PROBLÈME COURT → Reprends toutes les lignes ci-dessous sous forme de liste numérotée, sans les lignes vides.

===== DONNÉES DE L'EXERCICE

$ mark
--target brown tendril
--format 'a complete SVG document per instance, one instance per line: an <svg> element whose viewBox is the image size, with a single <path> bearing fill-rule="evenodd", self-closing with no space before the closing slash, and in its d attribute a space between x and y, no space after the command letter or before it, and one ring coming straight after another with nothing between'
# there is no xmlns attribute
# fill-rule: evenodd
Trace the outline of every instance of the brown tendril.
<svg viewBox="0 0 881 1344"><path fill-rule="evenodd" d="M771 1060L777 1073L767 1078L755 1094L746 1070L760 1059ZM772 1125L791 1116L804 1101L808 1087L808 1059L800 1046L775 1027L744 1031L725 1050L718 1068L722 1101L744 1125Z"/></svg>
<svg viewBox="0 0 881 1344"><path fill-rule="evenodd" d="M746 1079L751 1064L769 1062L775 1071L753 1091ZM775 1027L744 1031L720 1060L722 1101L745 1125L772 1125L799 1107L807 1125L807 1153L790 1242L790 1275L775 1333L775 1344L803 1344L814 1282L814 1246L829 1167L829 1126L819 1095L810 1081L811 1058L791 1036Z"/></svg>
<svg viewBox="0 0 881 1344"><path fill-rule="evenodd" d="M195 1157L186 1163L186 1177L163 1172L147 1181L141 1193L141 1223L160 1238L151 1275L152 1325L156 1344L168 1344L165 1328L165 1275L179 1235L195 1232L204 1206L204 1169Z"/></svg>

==========

LE RÉSULTAT →
1. $ mark
2. --target brown tendril
3. --format 'a complete SVG document per instance, one instance per line: an <svg> element whose viewBox is the image size, with a single <path> bearing fill-rule="evenodd", self-closing with no space before the closing slash, and in its d attribute a space between x and y, no space after the command letter or before it, and one ring coming straight after another with nothing between'
4. # there is no xmlns attribute
5. # fill-rule: evenodd
6. Trace the outline of every instance of the brown tendril.
7. <svg viewBox="0 0 881 1344"><path fill-rule="evenodd" d="M771 1060L777 1073L767 1078L755 1094L746 1070L760 1059ZM772 1125L791 1116L804 1101L808 1087L808 1059L800 1046L775 1027L744 1031L725 1050L718 1068L722 1101L744 1125Z"/></svg>
8. <svg viewBox="0 0 881 1344"><path fill-rule="evenodd" d="M746 1079L751 1064L769 1062L775 1071L753 1091ZM775 1027L744 1031L720 1060L722 1101L745 1125L772 1125L799 1107L807 1125L807 1153L790 1242L790 1275L775 1333L775 1344L803 1344L814 1282L814 1246L829 1167L829 1126L819 1095L810 1081L811 1058L791 1036Z"/></svg>
9. <svg viewBox="0 0 881 1344"><path fill-rule="evenodd" d="M195 1157L186 1163L186 1177L163 1172L147 1181L141 1193L141 1223L160 1238L151 1275L152 1325L156 1344L168 1344L165 1328L165 1275L179 1235L195 1232L204 1206L204 1169Z"/></svg>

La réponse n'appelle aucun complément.